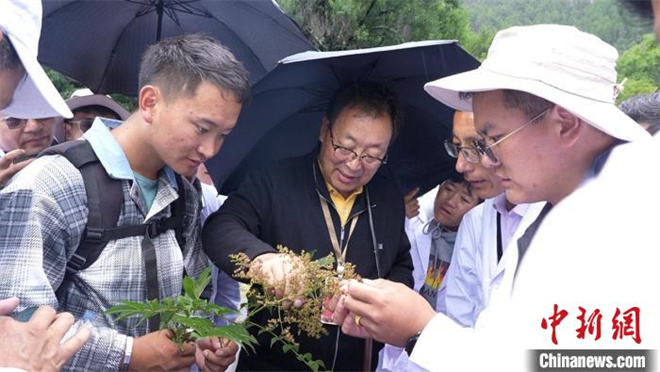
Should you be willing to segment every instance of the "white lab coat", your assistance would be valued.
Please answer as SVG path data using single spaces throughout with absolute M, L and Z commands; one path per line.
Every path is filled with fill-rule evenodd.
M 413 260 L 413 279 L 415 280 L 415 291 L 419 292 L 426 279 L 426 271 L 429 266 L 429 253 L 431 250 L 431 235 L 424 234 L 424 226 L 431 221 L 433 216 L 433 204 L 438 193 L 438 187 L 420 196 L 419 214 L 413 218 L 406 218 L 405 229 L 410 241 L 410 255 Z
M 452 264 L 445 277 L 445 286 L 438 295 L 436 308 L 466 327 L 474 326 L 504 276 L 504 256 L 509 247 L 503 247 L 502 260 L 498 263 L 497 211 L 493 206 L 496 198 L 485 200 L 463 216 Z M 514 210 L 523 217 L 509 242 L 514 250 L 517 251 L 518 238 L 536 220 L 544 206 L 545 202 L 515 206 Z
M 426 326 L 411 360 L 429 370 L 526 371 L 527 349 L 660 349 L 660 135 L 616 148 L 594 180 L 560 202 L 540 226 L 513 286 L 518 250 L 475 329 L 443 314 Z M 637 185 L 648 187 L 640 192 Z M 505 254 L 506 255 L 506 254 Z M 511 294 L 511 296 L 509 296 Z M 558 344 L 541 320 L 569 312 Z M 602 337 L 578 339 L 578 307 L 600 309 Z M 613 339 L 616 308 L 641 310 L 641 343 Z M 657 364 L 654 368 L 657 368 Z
☆ ☆ ☆ ☆ ☆ ☆ ☆
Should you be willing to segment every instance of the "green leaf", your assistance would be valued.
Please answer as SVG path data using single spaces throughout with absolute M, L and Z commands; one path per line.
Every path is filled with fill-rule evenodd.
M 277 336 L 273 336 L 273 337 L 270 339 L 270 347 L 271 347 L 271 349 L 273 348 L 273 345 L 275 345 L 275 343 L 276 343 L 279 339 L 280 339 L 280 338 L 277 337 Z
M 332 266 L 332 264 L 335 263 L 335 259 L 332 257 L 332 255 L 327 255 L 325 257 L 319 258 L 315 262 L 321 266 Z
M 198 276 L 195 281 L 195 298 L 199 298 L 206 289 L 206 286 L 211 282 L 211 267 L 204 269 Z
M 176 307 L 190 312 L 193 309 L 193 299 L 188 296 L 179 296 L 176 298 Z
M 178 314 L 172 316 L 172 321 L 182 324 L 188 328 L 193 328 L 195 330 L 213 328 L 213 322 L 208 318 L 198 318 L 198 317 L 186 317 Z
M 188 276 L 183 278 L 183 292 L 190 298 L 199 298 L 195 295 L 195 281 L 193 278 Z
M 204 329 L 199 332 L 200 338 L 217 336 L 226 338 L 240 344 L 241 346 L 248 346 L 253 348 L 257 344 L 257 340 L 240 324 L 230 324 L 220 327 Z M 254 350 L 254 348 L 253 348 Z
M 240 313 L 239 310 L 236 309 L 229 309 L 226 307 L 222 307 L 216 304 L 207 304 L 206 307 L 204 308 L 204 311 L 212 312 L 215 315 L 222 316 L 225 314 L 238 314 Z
☆ ☆ ☆ ☆ ☆ ☆ ☆
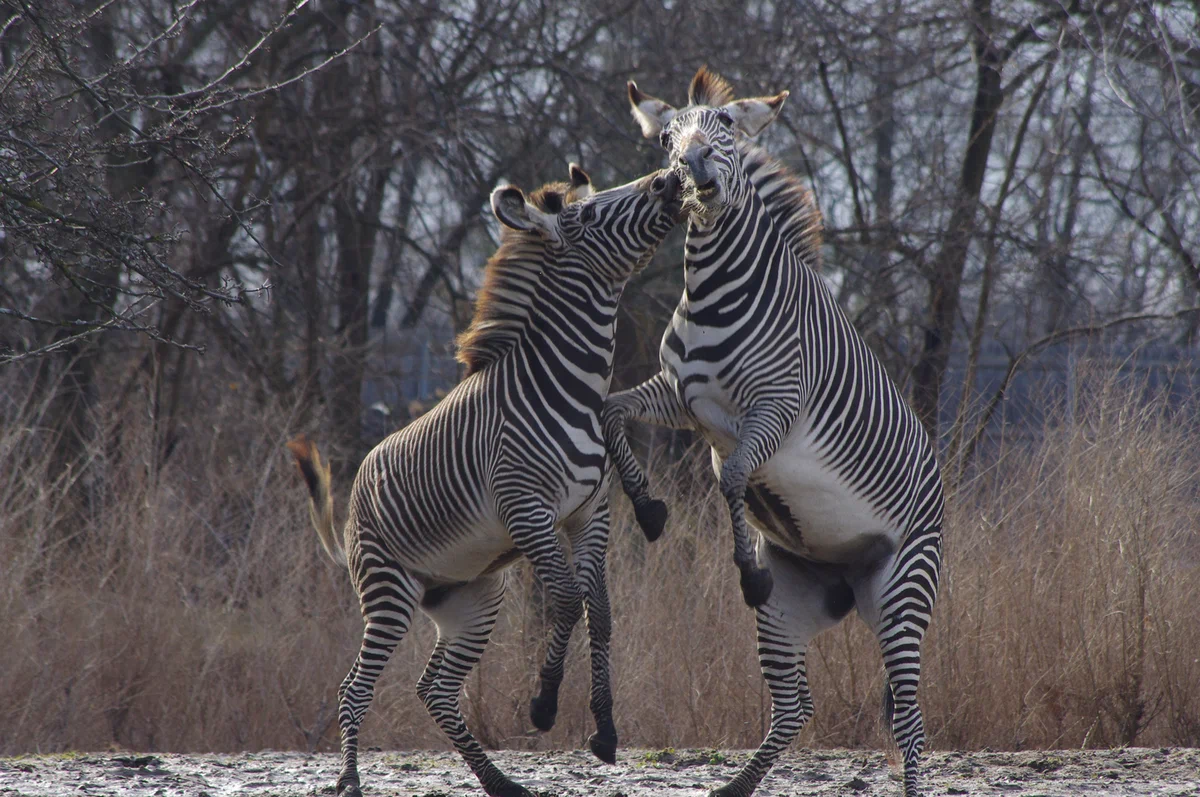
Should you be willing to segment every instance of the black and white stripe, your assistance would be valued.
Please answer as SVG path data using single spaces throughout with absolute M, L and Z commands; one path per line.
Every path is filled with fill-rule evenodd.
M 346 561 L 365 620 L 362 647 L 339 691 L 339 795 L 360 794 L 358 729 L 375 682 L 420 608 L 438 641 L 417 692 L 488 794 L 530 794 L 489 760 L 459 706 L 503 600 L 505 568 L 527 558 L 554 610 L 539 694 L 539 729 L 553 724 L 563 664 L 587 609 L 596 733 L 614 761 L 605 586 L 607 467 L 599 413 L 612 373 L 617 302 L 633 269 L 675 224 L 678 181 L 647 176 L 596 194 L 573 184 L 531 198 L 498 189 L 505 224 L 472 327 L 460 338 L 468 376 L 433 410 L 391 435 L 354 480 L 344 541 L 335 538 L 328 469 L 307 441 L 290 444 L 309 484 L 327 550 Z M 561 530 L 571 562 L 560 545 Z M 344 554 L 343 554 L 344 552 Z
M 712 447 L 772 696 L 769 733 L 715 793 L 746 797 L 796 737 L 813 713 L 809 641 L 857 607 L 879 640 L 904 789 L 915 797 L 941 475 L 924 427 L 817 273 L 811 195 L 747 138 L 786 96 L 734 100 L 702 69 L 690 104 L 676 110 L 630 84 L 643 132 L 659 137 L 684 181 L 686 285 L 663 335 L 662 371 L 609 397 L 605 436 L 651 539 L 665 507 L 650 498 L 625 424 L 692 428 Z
☆ ☆ ☆ ☆ ☆ ☆ ☆
» AIM OF THE EXERCISE
Look at the records above. Copy every line where the string "Should" occurs.

» TASK ANSWER
Should you be willing to segment every instance of the "white lab coat", your assistance would be valued.
Should you be willing to segment every instance of the "green leaf", your assistance would be valued.
Should you be willing to segment every instance of the black and white stripe, your assistance would be valued.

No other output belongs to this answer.